# TRECHO EXTRAÍDO
-=-=-=-=-

O leitor encontrará aqui uma análise de processos históricos que marcaram os séculos XVII ao XIX centrada em comunidades urbanas do mundo Atlântico. Luciano Figueiredo e Paul Musselwhite avaliam a relevância histórica de cidades—Rio de Janeiro e James Town, e cidades do mundo Atlântico Britânico, respectivamente—na construção de uma geografia política imperial de proporções globais. Eles ressaltam a importância de populações urbanas para o processo de articulação e negociação de vínculos políticos e econômicos entre o velho e o novo mundos. Em particular, eles demonstram a atuação de espaços urbanos como forjas de identidades políticas e palcos de conflitos e confrontações que reconfiguraram a relação entre colônia e metrópole num contexto imperial influenciado por processos globais.

Jesus Bohorquez e Fabrício Prado examinam comunidades e redes mercantis centradas no Rio de Janeiro, Montevideo, Buenos Aires e além, e sua relevância para a organização de uma economia, assim como alinhamentos políticos, trans-imperiais. Eles exploram os esforços feitos pelas coroas portuguesa e espanhola para regulamentar e controlar uma economia cada vez mais globalizada e assim proteger seus interesses e dominação política. Ao focarem, porém, conexões comerciais entre diferentes cidades, eles demonstram que mais do que projetos imperiais, essas redes de troca se materializaram graças às ações de agentes econômicos e mercados coloniais. Essa análise revela ainda a necessidade de se pensar as conexões econômicas dessa região inseridas numa geografia global muito mais ampla do que o Atlântico Sul e mais influentes na maturação das ambições políticas regionais do que os ideais pro-independência da era das revoluções atlânticas.

-=-=-=-=-

# DADOS FORNECIDOS
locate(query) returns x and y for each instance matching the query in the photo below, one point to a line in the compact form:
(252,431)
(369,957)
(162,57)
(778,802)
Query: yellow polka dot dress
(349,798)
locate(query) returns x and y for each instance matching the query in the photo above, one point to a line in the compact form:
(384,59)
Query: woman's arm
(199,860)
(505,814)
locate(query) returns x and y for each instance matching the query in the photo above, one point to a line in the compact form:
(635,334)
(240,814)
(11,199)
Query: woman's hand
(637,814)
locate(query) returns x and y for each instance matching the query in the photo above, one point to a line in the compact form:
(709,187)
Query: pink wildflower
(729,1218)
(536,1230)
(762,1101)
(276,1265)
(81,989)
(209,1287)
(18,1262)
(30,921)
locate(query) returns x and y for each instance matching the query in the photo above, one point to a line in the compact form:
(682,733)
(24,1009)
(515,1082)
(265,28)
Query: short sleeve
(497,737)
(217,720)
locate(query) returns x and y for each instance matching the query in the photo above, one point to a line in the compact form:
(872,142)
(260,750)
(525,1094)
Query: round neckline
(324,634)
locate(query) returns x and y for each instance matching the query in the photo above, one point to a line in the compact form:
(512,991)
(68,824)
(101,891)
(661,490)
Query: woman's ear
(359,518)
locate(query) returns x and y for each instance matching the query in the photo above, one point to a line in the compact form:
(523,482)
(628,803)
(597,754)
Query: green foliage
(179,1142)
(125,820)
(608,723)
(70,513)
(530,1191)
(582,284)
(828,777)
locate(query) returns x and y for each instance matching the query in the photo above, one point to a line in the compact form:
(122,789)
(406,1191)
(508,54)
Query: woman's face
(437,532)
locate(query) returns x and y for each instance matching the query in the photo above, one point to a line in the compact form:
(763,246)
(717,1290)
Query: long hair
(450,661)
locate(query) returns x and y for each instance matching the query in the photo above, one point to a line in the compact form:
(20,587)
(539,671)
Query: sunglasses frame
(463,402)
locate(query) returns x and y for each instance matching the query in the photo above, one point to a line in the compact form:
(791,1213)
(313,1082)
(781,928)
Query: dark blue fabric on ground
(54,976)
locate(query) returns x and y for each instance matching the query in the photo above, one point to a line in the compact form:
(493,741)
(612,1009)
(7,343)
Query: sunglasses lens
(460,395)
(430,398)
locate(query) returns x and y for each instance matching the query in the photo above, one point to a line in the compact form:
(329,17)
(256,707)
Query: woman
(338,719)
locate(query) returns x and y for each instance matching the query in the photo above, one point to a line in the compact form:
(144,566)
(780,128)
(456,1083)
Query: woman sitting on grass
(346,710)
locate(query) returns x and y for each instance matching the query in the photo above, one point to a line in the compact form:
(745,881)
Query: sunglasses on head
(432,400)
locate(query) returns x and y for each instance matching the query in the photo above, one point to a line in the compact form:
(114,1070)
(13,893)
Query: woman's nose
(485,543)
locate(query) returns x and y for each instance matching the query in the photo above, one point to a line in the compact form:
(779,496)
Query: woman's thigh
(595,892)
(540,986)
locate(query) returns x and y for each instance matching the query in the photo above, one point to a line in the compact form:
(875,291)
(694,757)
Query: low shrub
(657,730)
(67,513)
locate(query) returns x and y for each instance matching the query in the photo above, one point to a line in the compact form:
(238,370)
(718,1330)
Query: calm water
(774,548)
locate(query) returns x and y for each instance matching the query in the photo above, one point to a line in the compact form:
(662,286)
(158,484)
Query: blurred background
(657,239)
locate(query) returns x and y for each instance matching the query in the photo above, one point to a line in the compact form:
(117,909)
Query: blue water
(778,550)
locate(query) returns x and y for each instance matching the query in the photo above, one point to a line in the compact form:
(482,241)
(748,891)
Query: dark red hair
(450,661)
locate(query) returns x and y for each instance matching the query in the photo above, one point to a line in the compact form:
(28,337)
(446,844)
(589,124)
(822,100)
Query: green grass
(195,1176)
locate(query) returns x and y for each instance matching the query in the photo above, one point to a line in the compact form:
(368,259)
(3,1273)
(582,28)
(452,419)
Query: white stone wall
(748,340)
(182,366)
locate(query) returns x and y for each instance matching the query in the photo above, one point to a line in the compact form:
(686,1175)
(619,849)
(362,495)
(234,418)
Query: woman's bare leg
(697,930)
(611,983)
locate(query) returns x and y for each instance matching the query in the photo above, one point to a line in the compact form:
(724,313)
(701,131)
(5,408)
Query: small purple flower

-=-=-=-=-

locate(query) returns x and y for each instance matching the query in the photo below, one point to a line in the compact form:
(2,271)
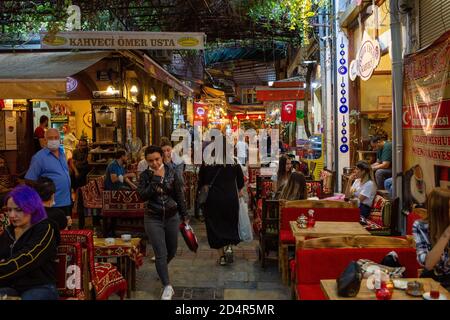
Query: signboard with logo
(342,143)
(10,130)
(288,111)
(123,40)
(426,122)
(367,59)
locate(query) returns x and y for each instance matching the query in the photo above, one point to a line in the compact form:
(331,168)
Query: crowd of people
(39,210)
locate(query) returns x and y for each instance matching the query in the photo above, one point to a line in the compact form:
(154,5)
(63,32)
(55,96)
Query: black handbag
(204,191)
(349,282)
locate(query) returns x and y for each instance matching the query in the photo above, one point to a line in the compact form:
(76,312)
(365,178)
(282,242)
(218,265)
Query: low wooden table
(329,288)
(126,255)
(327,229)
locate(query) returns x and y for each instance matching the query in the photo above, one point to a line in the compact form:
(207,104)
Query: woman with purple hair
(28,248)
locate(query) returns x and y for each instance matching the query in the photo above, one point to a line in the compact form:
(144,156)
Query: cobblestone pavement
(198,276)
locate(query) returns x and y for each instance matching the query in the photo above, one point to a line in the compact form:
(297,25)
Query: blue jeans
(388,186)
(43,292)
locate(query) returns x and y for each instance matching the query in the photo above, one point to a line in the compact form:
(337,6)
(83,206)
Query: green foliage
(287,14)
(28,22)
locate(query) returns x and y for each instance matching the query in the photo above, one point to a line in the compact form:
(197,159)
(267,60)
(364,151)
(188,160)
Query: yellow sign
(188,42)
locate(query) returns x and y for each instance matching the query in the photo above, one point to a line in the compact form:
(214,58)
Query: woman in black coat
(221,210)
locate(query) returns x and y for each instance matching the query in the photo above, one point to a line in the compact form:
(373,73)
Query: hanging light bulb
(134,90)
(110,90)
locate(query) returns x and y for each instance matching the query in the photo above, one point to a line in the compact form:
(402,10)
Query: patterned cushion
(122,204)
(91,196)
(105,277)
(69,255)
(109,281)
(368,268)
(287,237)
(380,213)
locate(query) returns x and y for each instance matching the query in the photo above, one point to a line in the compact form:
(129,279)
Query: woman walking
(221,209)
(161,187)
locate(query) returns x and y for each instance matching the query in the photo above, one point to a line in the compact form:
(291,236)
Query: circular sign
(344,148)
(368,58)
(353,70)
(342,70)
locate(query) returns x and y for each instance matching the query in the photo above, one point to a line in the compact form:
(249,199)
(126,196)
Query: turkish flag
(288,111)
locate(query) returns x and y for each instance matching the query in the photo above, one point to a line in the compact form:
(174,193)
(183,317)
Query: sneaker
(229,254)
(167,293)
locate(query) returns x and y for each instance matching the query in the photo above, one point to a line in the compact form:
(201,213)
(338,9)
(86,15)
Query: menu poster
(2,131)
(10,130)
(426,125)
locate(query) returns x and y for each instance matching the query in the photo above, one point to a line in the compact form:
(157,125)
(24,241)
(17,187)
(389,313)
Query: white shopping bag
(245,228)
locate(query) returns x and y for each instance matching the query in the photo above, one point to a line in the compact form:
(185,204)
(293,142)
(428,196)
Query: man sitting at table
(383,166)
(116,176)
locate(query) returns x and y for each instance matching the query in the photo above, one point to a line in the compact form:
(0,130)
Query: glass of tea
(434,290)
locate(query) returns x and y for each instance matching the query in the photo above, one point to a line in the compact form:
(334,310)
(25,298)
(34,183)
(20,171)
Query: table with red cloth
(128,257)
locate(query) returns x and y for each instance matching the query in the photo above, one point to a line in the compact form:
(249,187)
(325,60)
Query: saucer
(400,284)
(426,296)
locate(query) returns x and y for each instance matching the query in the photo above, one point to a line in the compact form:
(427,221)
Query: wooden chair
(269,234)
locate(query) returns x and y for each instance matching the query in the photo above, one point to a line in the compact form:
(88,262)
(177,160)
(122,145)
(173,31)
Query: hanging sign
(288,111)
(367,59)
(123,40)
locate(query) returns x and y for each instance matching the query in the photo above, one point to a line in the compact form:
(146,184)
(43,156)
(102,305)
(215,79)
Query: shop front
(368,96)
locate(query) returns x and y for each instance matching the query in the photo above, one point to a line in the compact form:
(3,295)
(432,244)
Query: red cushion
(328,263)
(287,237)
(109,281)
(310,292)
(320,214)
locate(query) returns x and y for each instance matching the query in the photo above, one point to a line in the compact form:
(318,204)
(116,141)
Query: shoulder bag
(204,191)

-=-=-=-=-

Digite novamente, sem nenhuma alteração, todo o trecho sobre as cidades e redes mercantis do mundo Atlântico que aparece antes dos itens.

# RESOLUÇÃO DO PROBLEMA
O leitor encontrará aqui uma análise de processos históricos que marcaram os séculos XVII ao XIX centrada em comunidades urbanas do mundo Atlântico. Luciano Figueiredo e Paul Musselwhite avaliam a relevância histórica de cidades—Rio de Janeiro e James Town, e cidades do mundo Atlântico Britânico, respectivamente—na construção de uma geografia política imperial de proporções globais. Eles ressaltam a importância de populações urbanas para o processo de articulação e negociação de vínculos políticos e econômicos entre o velho e o novo mundos. Em particular, eles demonstram a atuação de espaços urbanos como forjas de identidades políticas e palcos de conflitos e confrontações que reconfiguraram a relação entre colônia e metrópole num contexto imperial influenciado por processos globais.

Jesus Bohorquez e Fabrício Prado examinam comunidades e redes mercantis centradas no Rio de Janeiro, Montevideo, Buenos Aires e além, e sua relevância para a organização de uma economia, assim como alinhamentos políticos, trans-imperiais. Eles exploram os esforços feitos pelas coroas portuguesa e espanhola para regulamentar e controlar uma economia cada vez mais globalizada e assim proteger seus interesses e dominação política. Ao focarem, porém, conexões comerciais entre diferentes cidades, eles demonstram que mais do que projetos imperiais, essas redes de troca se materializaram graças às ações de agentes econômicos e mercados coloniais. Essa análise revela ainda a necessidade de se pensar as conexões econômicas dessa região inseridas numa geografia global muito mais ampla do que o Atlântico Sul e mais influentes na maturação das ambições políticas regionais do que os ideais pro-independência da era das revoluções atlânticas.